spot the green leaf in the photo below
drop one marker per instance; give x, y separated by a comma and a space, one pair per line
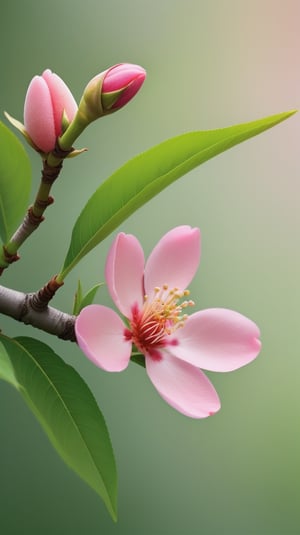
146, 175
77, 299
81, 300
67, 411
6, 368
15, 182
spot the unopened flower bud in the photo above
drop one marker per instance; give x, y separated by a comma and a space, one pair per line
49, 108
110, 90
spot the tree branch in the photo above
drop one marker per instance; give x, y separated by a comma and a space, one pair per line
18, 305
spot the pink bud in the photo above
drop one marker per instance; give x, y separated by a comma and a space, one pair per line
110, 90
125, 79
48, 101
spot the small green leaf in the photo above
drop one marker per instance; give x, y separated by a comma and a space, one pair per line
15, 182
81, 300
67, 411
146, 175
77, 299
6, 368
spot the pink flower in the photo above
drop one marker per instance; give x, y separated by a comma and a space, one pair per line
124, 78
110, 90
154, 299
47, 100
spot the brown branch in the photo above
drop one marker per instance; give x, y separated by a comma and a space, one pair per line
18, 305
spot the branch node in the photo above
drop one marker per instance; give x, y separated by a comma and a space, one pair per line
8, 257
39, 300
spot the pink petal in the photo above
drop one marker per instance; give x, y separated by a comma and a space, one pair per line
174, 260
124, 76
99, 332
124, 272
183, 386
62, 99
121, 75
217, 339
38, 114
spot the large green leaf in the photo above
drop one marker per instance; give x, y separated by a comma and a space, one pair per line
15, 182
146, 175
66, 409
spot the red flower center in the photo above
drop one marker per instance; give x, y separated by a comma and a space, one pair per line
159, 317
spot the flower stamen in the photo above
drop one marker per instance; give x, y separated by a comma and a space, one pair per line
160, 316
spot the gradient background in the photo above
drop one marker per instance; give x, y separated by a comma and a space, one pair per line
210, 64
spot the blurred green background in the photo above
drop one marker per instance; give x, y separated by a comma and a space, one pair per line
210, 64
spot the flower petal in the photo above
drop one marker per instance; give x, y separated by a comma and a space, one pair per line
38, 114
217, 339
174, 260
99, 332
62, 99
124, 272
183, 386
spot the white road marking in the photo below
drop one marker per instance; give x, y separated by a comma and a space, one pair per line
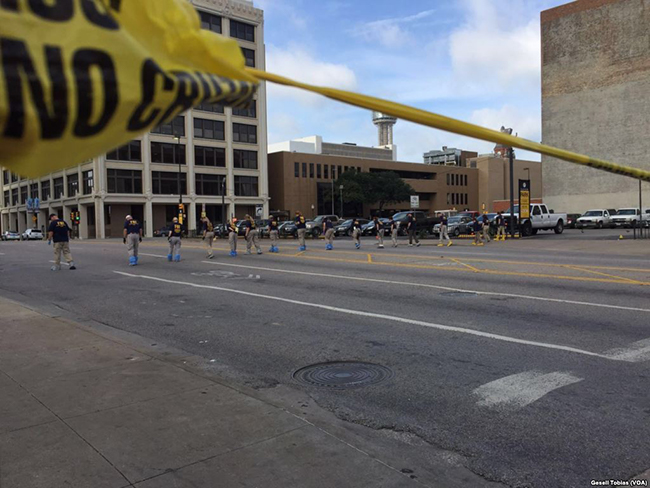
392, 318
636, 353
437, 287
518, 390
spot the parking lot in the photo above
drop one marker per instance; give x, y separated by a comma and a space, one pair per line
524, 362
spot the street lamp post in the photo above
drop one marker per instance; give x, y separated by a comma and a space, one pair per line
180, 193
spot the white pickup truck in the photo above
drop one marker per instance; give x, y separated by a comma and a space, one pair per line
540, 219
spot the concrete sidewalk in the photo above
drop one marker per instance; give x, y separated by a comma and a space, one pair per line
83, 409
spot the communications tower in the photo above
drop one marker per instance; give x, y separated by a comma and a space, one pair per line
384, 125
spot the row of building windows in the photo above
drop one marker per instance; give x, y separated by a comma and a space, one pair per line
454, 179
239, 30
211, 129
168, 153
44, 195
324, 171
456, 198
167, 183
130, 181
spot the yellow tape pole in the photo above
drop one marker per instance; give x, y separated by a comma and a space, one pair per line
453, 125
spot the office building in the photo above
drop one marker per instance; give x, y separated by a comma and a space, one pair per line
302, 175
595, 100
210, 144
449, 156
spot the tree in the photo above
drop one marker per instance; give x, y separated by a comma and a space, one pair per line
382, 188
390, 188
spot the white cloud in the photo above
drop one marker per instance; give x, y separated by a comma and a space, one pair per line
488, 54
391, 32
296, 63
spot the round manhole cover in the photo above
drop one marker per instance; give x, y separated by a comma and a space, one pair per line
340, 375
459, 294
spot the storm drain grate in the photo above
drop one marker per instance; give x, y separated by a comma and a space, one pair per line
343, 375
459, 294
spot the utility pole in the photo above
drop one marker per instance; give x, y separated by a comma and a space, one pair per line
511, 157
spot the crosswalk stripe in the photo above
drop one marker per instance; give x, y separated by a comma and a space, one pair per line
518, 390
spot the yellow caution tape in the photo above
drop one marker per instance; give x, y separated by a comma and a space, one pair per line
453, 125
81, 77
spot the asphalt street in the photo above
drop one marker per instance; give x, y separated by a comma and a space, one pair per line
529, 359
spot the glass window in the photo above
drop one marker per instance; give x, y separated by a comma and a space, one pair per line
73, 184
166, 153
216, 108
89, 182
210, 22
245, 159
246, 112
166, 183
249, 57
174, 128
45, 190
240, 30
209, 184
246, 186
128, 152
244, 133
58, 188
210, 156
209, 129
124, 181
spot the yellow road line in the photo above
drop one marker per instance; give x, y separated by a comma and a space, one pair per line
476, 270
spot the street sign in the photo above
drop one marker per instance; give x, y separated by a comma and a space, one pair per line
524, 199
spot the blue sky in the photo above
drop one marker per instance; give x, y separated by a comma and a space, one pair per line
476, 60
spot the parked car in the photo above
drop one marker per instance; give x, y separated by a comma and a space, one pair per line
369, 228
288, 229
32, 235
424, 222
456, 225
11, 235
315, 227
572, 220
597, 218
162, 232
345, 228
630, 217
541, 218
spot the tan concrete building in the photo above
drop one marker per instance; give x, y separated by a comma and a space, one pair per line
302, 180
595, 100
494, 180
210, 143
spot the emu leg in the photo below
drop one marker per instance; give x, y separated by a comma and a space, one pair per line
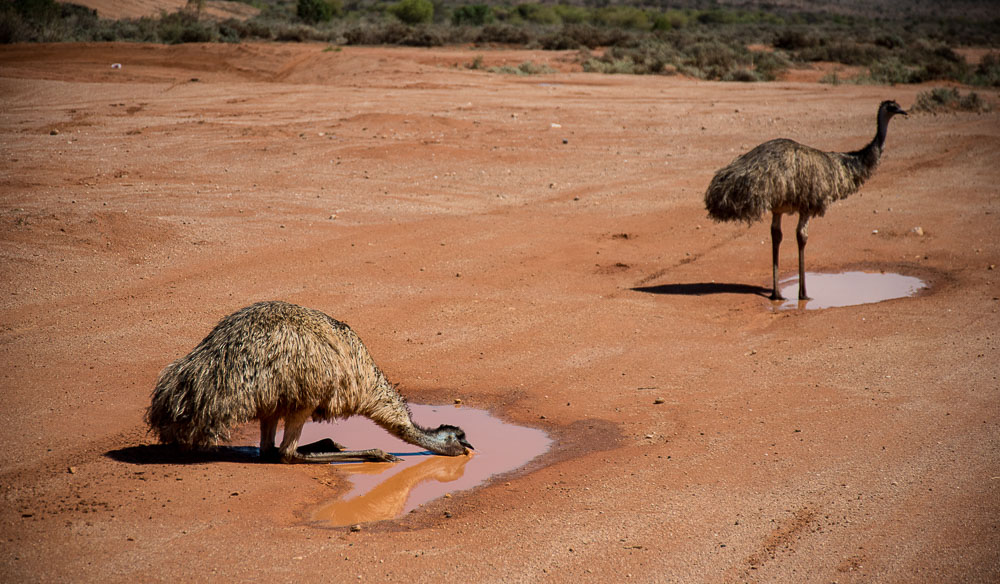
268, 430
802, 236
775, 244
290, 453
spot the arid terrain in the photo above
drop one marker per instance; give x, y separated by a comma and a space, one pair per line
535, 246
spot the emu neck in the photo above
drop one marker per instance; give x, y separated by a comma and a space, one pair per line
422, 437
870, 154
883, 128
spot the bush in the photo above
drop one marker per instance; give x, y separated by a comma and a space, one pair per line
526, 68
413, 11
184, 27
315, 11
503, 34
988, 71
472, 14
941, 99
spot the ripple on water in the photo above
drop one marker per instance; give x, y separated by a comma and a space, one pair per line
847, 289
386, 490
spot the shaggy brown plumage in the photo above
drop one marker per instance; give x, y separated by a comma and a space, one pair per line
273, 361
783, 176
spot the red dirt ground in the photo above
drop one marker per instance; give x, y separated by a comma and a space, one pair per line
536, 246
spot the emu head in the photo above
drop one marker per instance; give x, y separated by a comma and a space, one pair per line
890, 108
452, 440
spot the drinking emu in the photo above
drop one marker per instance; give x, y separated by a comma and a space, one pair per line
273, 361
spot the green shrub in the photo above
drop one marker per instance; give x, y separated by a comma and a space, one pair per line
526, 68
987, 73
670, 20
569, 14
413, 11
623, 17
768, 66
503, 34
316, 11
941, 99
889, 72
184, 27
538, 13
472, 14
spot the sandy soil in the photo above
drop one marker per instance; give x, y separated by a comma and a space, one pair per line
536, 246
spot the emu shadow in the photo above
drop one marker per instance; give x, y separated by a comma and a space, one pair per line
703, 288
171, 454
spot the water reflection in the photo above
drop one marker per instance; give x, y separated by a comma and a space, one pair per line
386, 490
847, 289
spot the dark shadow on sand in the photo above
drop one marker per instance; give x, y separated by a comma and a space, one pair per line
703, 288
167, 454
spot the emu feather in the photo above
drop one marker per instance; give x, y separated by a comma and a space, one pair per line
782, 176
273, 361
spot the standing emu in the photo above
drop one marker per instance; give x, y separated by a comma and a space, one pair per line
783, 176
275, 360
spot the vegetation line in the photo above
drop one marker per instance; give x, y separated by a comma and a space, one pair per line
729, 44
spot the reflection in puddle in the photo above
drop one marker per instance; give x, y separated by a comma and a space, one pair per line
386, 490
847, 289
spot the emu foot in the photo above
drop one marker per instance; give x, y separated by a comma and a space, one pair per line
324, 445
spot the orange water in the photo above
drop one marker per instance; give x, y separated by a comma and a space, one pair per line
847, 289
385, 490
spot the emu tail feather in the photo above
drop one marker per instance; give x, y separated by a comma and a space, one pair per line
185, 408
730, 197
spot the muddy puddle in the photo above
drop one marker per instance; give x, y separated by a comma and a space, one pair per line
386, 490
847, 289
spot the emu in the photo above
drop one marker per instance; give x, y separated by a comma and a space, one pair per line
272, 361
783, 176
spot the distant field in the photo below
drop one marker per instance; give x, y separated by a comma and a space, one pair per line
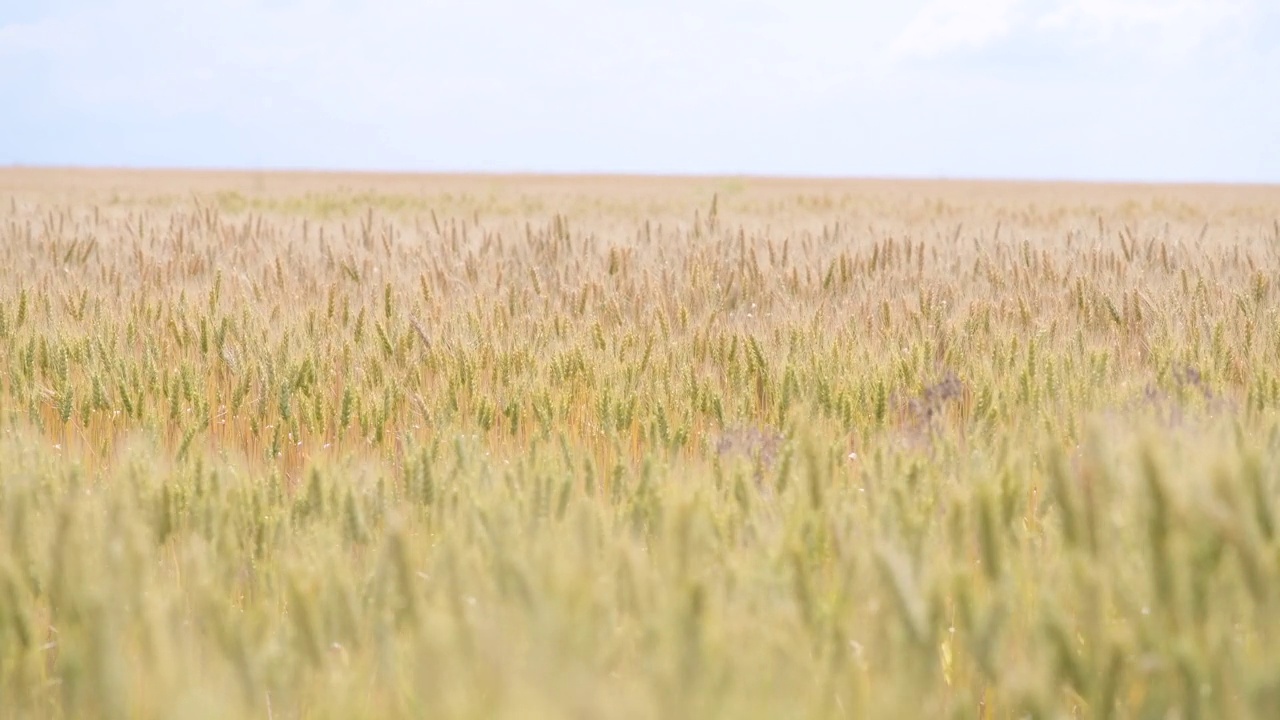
================================
_Instruction_.
Please write out again everything from the line containing "spot the emu shadow in the photo above" down to the last of the lines above, changing only the answer coordinates, each increased by 25. Leave the pictures out.

_Exercise response_.
spot the emu shadow in the photo above
drop one marker per instance; give x, y separated by a comma and a space, one pair per line
728, 313
196, 479
spot the water reflection in the photo above
drop one marker per instance; give x, y separated by a comma and a space, one pair per line
411, 515
872, 314
spot the dark shadow on sand in the photo above
drop one marker per instance; give x, y separated by a comma and a space, one pair per line
728, 313
192, 479
spot the emu feather in the photo above
drop one marker per instance; give x, y separated by a comma and a space, one pair per line
807, 201
298, 386
spot the standing emu in the photo above
drop one marker per instance; give x, y separated by a comma and a space, one pair per line
808, 201
300, 385
spot the vegetation line in the photo above
drop one marker per instance; give x, y separated by a comma and a space, one pair per line
754, 69
spot the reflection in puddle in the photo above
drop one marker per instance; give x, y separated by a comma and a space, one pair per line
411, 515
872, 314
spot the emu foot in the photo above
drop one marker per instance; give x, y separated by a comma and a space, one pair per line
349, 470
spot the orange water in the photo above
drop one marker per instance; give x, y separated by a comma and a space, one pair per line
872, 314
410, 515
spot the emu tail feather in the photo above
drop one marker per instance; give x, y separated by a comma and a space, one pair per line
210, 433
755, 222
spot the muddy puddle in the photo above
drop one marker per instance; give x, y separated by a comma and a space, one pair per line
411, 515
872, 314
spot the emu in the photo above
drop one marker per instance; give x, y separated by a comma and a space, one pair per line
297, 386
808, 201
spot the distant field in the photo below
drop one marker per instance; give x, y separated by a comma and a space, one pair per line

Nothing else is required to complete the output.